**THE PROBLEM:**
Keep only those lines of the records that include the string "blue".

**TASK INPUTS:**

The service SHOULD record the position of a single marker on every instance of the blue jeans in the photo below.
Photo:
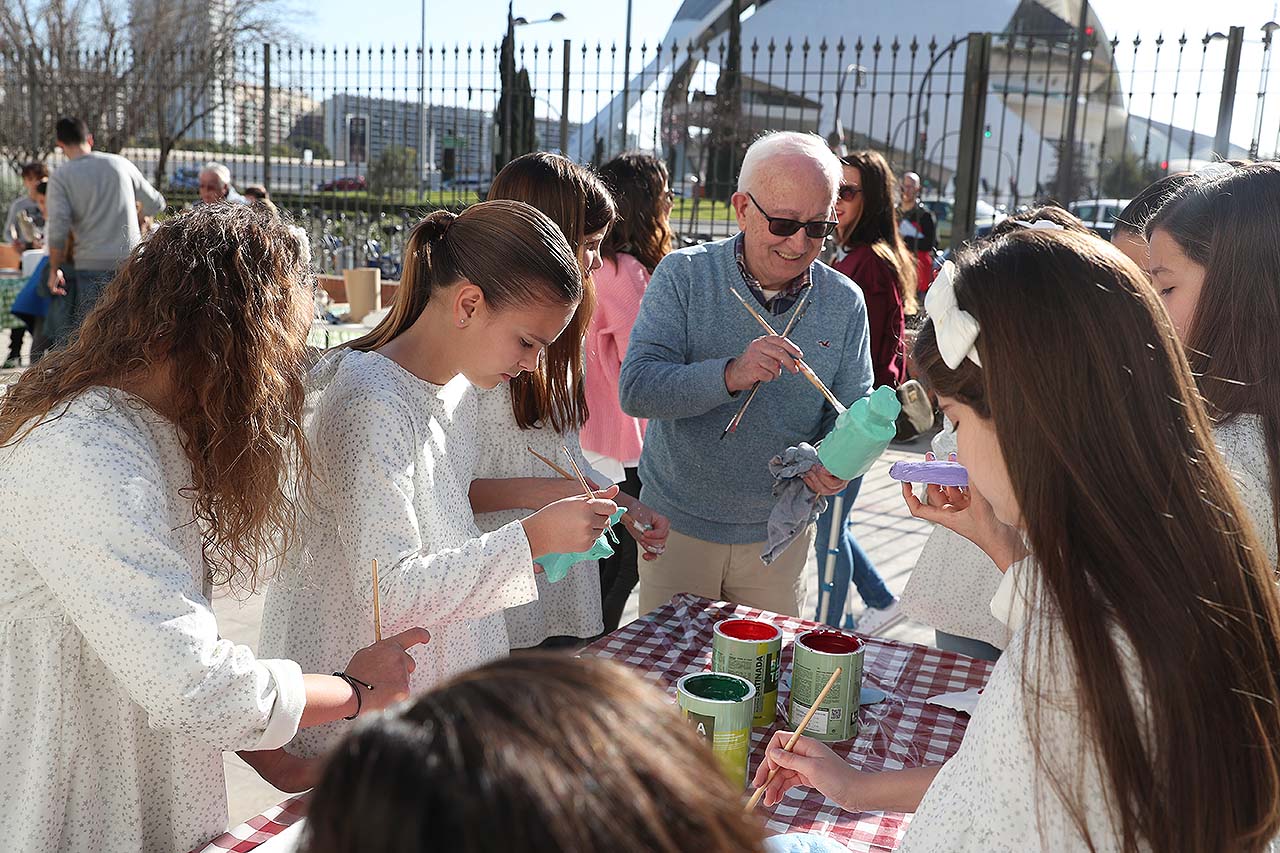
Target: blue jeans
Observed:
(850, 560)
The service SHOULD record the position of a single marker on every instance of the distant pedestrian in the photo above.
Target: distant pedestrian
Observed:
(94, 196)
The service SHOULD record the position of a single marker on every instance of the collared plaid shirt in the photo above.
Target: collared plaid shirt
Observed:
(780, 304)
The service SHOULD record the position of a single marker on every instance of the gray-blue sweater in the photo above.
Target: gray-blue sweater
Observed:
(688, 331)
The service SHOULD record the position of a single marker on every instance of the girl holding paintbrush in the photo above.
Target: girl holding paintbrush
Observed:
(1144, 661)
(544, 409)
(481, 296)
(144, 469)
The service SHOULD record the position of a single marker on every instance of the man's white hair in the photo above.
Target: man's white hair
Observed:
(787, 142)
(223, 173)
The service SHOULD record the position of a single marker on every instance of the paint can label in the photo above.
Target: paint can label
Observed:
(753, 651)
(718, 706)
(816, 657)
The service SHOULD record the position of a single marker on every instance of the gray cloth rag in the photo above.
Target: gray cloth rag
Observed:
(798, 505)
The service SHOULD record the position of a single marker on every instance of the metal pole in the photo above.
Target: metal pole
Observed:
(1066, 156)
(626, 78)
(266, 115)
(973, 117)
(421, 105)
(1226, 105)
(565, 101)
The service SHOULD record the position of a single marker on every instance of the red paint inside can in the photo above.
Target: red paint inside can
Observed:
(749, 629)
(831, 642)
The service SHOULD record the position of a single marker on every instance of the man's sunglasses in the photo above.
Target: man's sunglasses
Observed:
(781, 227)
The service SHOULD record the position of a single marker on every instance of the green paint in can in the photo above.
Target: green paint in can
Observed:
(816, 657)
(752, 648)
(720, 707)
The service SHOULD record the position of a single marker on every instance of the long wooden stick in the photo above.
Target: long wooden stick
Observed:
(586, 487)
(800, 363)
(791, 743)
(378, 617)
(626, 516)
(801, 306)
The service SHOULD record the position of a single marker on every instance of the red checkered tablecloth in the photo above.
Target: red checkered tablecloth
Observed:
(256, 830)
(675, 639)
(900, 731)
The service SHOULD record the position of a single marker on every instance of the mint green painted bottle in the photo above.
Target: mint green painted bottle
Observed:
(860, 434)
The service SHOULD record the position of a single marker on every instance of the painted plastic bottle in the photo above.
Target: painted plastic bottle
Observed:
(860, 434)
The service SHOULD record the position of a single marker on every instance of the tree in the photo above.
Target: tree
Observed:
(524, 129)
(392, 170)
(122, 65)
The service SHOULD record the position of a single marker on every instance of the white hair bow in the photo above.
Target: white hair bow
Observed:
(955, 328)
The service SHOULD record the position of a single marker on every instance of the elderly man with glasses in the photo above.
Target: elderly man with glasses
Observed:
(695, 354)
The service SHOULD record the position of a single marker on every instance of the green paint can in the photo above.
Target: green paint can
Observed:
(752, 648)
(816, 657)
(720, 707)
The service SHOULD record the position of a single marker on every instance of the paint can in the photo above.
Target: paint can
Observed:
(750, 648)
(720, 707)
(816, 657)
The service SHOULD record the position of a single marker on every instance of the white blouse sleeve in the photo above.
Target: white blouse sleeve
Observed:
(370, 464)
(113, 565)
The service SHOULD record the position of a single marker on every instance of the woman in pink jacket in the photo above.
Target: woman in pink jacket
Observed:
(611, 439)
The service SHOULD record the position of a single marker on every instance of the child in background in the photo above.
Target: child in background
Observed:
(144, 468)
(544, 409)
(538, 753)
(1144, 664)
(483, 293)
(612, 439)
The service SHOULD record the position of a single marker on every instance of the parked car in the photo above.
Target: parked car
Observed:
(1100, 214)
(350, 183)
(184, 179)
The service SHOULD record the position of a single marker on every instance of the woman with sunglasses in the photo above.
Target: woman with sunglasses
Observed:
(871, 252)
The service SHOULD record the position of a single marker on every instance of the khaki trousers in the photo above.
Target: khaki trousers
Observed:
(727, 571)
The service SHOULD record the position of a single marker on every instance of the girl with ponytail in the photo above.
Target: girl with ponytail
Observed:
(393, 439)
(544, 409)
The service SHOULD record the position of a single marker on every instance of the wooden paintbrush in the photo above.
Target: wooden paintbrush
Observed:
(791, 742)
(801, 306)
(800, 363)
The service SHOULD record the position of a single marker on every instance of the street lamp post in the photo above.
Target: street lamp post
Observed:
(837, 131)
(508, 73)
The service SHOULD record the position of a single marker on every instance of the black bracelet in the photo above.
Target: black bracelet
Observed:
(355, 685)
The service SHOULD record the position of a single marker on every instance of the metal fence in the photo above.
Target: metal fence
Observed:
(359, 141)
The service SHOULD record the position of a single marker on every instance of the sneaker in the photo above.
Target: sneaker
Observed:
(874, 621)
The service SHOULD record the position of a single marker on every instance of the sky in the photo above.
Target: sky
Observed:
(334, 22)
(592, 22)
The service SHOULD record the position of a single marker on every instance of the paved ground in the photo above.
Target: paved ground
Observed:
(890, 536)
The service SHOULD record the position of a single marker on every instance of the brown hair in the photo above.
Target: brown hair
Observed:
(510, 250)
(1143, 551)
(538, 753)
(1133, 219)
(1048, 213)
(639, 185)
(877, 227)
(577, 203)
(1226, 220)
(213, 295)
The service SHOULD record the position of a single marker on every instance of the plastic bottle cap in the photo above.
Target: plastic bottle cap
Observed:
(883, 404)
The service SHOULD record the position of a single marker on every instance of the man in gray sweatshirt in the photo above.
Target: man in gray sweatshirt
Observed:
(695, 352)
(92, 196)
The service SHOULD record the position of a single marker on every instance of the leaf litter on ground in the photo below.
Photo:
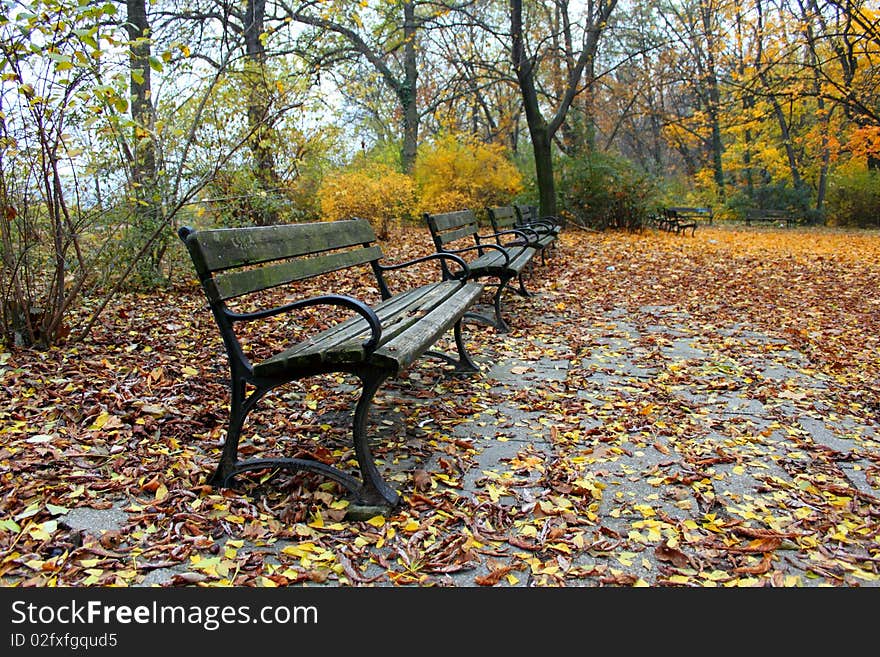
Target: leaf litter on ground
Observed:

**ANSWER BOX:**
The service SHOULD record the position of a single marker on every instance of the blue jeans in the photo below.
Target: blue jeans
The service SHOULD record the position of a single marker on every instance of the gray-blue sweater in the photo above.
Target: gray-blue sweater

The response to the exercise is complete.